*TASK REQUIREMENTS*. Only an exact, complete copy of the listing will serve as the answer.
Segment Start: INPUT MATERIAL
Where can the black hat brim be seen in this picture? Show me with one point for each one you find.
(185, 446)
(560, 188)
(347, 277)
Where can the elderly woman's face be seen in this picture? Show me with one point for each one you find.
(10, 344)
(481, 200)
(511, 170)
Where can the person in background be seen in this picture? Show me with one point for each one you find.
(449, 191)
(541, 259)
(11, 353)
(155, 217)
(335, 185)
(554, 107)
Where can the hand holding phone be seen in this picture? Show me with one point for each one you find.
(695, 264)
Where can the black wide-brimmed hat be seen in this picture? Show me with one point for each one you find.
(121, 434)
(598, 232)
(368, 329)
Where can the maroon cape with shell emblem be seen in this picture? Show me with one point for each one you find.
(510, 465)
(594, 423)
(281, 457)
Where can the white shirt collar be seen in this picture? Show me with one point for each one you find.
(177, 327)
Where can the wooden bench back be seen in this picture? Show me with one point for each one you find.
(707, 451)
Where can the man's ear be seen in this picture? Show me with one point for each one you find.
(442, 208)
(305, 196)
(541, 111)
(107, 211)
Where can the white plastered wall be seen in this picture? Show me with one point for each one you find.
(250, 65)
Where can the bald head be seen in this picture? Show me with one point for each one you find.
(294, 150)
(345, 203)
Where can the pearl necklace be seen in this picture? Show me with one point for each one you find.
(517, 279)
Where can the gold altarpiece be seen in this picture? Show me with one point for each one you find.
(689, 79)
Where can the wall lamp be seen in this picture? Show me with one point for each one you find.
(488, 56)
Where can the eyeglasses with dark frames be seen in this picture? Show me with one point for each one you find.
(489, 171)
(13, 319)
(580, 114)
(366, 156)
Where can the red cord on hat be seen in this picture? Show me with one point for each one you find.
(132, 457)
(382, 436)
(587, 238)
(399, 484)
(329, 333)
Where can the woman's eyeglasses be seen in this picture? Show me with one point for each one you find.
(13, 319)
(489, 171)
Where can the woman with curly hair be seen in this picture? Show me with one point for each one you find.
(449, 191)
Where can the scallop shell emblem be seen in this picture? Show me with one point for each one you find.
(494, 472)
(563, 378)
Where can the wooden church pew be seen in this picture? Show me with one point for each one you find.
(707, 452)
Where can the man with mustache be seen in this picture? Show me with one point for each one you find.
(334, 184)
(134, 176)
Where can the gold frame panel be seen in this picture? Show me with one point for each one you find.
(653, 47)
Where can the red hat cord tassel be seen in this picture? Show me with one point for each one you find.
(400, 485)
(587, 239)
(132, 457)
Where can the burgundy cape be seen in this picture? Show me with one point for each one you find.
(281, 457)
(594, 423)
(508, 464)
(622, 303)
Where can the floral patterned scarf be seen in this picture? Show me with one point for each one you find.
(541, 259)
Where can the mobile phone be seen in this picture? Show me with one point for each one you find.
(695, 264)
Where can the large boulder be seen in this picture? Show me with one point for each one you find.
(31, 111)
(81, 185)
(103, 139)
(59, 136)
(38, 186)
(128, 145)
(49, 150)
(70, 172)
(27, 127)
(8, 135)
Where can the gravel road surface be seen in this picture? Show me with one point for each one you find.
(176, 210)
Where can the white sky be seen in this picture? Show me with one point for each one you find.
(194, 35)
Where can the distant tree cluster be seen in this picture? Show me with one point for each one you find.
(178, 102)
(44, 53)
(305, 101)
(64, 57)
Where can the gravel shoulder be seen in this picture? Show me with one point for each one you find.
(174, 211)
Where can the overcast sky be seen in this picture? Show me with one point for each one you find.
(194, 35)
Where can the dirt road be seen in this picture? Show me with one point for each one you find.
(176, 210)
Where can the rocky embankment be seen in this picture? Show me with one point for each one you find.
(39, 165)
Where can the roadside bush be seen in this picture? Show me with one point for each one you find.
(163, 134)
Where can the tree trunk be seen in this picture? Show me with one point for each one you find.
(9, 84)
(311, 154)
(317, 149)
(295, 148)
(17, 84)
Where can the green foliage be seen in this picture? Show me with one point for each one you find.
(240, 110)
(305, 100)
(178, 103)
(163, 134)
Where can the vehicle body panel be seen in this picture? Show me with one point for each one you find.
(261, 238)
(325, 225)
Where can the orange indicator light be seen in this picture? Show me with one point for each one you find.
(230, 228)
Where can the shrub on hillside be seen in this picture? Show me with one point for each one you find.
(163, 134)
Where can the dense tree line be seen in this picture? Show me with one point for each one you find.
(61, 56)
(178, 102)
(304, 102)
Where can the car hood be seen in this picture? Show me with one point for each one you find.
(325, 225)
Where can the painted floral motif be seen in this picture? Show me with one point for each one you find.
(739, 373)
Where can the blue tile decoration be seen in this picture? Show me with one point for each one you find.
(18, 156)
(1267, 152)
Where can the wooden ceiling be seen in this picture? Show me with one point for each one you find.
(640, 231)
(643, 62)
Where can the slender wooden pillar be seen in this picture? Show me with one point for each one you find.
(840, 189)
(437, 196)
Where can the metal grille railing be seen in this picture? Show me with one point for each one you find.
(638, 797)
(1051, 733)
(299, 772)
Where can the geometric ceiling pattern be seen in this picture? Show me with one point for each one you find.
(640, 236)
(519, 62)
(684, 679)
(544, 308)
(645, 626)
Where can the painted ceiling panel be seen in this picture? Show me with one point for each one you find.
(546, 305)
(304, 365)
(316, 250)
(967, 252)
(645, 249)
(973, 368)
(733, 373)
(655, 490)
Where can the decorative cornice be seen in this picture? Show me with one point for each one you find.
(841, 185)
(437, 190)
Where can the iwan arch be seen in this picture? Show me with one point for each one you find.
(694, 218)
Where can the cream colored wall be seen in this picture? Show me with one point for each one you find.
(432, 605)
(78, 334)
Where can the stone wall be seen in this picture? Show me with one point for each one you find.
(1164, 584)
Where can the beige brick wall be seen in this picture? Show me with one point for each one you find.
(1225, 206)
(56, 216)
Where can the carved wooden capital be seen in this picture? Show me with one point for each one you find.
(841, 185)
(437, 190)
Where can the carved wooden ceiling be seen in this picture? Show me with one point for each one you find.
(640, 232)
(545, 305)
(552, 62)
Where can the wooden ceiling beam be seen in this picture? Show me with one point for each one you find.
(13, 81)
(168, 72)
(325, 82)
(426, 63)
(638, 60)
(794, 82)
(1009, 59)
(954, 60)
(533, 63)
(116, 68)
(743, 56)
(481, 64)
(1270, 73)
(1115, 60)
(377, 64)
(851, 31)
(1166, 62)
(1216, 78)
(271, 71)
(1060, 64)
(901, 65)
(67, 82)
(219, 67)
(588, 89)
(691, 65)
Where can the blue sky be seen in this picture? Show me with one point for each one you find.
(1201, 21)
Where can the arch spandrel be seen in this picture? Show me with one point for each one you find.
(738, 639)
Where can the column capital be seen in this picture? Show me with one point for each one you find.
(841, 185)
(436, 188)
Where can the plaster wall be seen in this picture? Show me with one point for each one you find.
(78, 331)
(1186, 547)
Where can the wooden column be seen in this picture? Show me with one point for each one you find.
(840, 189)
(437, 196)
Segment End: INPUT MATERIAL
*TASK RESPONSE*.
Where can the black hat brim be seen in this picture? Show me with one point for each one you find.
(185, 446)
(560, 188)
(347, 277)
Where can the elderly woman's face be seen in this picture? Show me with one point for each one you find.
(10, 344)
(481, 200)
(511, 170)
Where can the person in background be seen in this picture? Show me with one point for each one you find.
(449, 191)
(541, 259)
(11, 353)
(155, 217)
(335, 185)
(554, 107)
Where can the hand holding phone be seen in this picture? Show me with one point for each one you find.
(695, 264)
Where can the black wide-brimmed hat be seen in this picture? Show me with one point for each one you find.
(121, 434)
(598, 232)
(368, 329)
Where can the maroon cape with shell emblem be seen in this picture? Show me with one point for each one you find.
(510, 465)
(594, 423)
(281, 457)
Where can the white shirt collar be seen in this picture? Show me with one point for each one you find.
(177, 327)
Where can the wooden bench back be seen in this picture? Show me with one point for each one you find.
(707, 451)
Where can the man's ear be seen in this picture? Show me with one point for each one you find.
(442, 208)
(305, 196)
(541, 111)
(107, 211)
Where can the white plastered wall be seen in this picture? Show me with one point for each one you find.
(250, 65)
Where can the bald head be seen in this picture? Show me with one point for each one you find.
(294, 150)
(345, 203)
Where can the pearl necklace be seen in this picture? Show me with one point for each one you find.
(517, 279)
Where can the gold altarpiece be seen in this picture? Show me with one point for each one you find.
(689, 79)
Where can the wall lamp be seen in this picture? Show me with one point for each one you find.
(488, 56)
Where can the eyeglasses with dark frames be seen in this picture? Show me with one point for each one you find.
(489, 171)
(13, 319)
(580, 114)
(366, 156)
Where can the red cord on hat be seen in this picture? Show me with one point for each one you find.
(132, 457)
(382, 436)
(587, 238)
(399, 484)
(329, 333)
Where can the woman's eyeglasses be seen in this picture? Show me with one point for each one you find.
(13, 319)
(489, 171)
Where can the woman with curly hair be seen in this picture? Show me with one point for each one you find.
(449, 191)
Where can the scallop shell emblem be seen in this picture? Show me with one point for each one you find.
(494, 472)
(563, 378)
Where can the wooden church pew be seen in this picture? Show me with one point for each one you find.
(707, 452)
Where can the man with mustache be seen in this picture? Show me with one point for each one you find.
(334, 184)
(134, 176)
Where can the gold frame panel be seen in this picture? Show me with one point for each one you find.
(653, 47)
Where can the red hat cord tassel be seen in this picture? Show me with one point for each one you find.
(400, 485)
(587, 239)
(132, 457)
Where can the burgundy cape be seen in this picture? Show me with one point for each one you find.
(281, 457)
(594, 423)
(508, 464)
(622, 303)
Where can the floral patterned scarf be seen in this picture? Show me with one point for each one you find.
(541, 259)
Where can the mobile phone be seen in this picture? Show me with one point for each one you find.
(695, 264)
Where can the large boulder be seen in this picture? Show me with one point for each one you find.
(31, 111)
(81, 185)
(103, 139)
(59, 136)
(38, 186)
(128, 145)
(49, 150)
(70, 172)
(27, 127)
(8, 135)
Where can the gravel road surface be seen in this picture? Show me with one point for each one you find.
(176, 210)
Where can the white sky be seen in this picture? Show me with one point for each one you find.
(194, 35)
Where can the distant tree cluster be seen in this picture? Show me with one point for each one you find.
(178, 102)
(44, 53)
(305, 101)
(64, 57)
Where can the gravel shoulder be seen in this picture? Show me with one point for each one you find.
(174, 211)
Where can the overcast sky be seen in this picture? Show me with one point for each one you find.
(194, 35)
Where can the dirt road be seen in this picture? Show me with one point for each one you find.
(176, 210)
Where can the rocky embankment be seen in this picture? Show me with one point for each one you find.
(39, 165)
Where can the roadside bush be seen in this picture? Show me with one point for each one you find.
(163, 134)
Where can the tree trunk be seen in this picture? Show me with one point for each one you find.
(9, 84)
(311, 154)
(317, 149)
(295, 148)
(17, 84)
Where can the green foliage be seen in this picture? Show me with one point for each one you find.
(240, 110)
(305, 100)
(178, 103)
(163, 134)
Where can the vehicle body panel be seen in this picture? Show me with one point for each one you find.
(261, 238)
(325, 225)
Where can the orange indicator light be seen in this picture? Show me with one point for each one you find.
(230, 228)
Where can the shrub on hillside be seen in this picture? Show me with one point for each one you find.
(163, 134)
Where can the dense tree line be seen in this picture? Show me with one point for each one you find.
(61, 56)
(178, 102)
(304, 102)
Where can the car hood be seen in this picture? Show me with one point for each one you find.
(325, 225)
Where can the painted floral motif be seen in this picture? Show me with one point for each one you find.
(739, 373)
Where can the blue tile decoration be seen in this picture? Show me with one point for each one you find.
(18, 156)
(1267, 152)
Where can the wooden ceiling be seen in this picture? Show me with one point for each one you find.
(640, 231)
(643, 62)
Where can the slender wooden pillar be seen in this picture? Show me with one point for each one you find.
(840, 189)
(437, 196)
Where can the metal grille railing be seen in this picture? Show me with one point for each one you find.
(638, 797)
(1051, 733)
(299, 772)
Where can the geometric ceiling pattern be seen in this picture? Show me with one point for each one you find.
(640, 236)
(519, 62)
(684, 679)
(544, 308)
(645, 626)
Where can the painted ceiling panel be seen in this picture? Show me with one point for each one you find.
(546, 305)
(304, 365)
(316, 250)
(967, 252)
(645, 249)
(973, 368)
(733, 373)
(655, 490)
Where can the decorative cornice be seen in this picture? Show me with one point for each one you find.
(841, 185)
(437, 190)
Where can the iwan arch be seen in this picture? Show me with one point for each one you find.
(694, 218)
Where can the cream colored wall be seen in this picture? Show me with one point for each one you find.
(432, 605)
(78, 334)
Where can the stone wall be seen in this picture? Show me with one point for each one you find.
(1164, 584)
Where can the beige brick wall be seen in this picture? Show me with one point for each one you find.
(1225, 206)
(56, 216)
Where can the carved wooden capital be seen in this picture? Show me with one point for each one you find.
(841, 185)
(437, 190)
Where can the carved wooden ceiling be seen in this picture? Show me with one point for each one you find.
(640, 232)
(545, 305)
(552, 62)
Where can the wooden ceiling beam be seen in this picture? Show me with one point for each one you find.
(13, 81)
(168, 72)
(325, 82)
(426, 63)
(638, 60)
(794, 82)
(1009, 59)
(954, 60)
(533, 63)
(116, 68)
(743, 56)
(481, 64)
(1270, 73)
(1115, 60)
(377, 64)
(851, 31)
(1166, 62)
(1216, 78)
(271, 71)
(1060, 64)
(901, 65)
(67, 82)
(219, 67)
(588, 89)
(691, 65)
Where can the blue sky be seen in this picture? Show me with one point for each one you find.
(1201, 21)
Where can the arch spandrel be seen in this picture? Show me with one point for each one you find.
(738, 639)
Where can the column capital be seen in this picture? Show me with one point for each one you find.
(841, 185)
(436, 188)
Where can the plaster wall be seen in this picture? Show me with one point for each one you find.
(78, 331)
(1186, 547)
Where can the wooden column be seen in this picture? Show me with one point for each one you find.
(840, 189)
(437, 196)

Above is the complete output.